TASK GOAL: In the records below, locate the line containing "Target: distant swimmer", then extract it and all following lines exactly, ending with the last line.

(Stored data entries)
---
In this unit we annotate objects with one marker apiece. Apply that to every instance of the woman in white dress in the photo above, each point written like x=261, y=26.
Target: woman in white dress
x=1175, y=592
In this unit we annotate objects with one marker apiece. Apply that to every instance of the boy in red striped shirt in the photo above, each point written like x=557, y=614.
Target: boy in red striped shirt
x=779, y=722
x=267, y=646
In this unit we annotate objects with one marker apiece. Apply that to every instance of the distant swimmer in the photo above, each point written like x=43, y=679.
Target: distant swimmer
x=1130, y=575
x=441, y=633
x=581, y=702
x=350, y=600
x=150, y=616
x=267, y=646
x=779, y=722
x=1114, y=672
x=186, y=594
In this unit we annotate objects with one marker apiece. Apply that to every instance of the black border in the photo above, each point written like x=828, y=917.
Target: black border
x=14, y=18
---
RESPONSE AREA:
Target: distant swimmer
x=1130, y=575
x=441, y=633
x=581, y=702
x=350, y=600
x=150, y=616
x=267, y=646
x=779, y=722
x=1114, y=672
x=186, y=594
In this unit we annotate objects with one marker apiece. Apply that to every instance of the black border in the photo above, each point written like x=828, y=917.
Target: black border
x=14, y=18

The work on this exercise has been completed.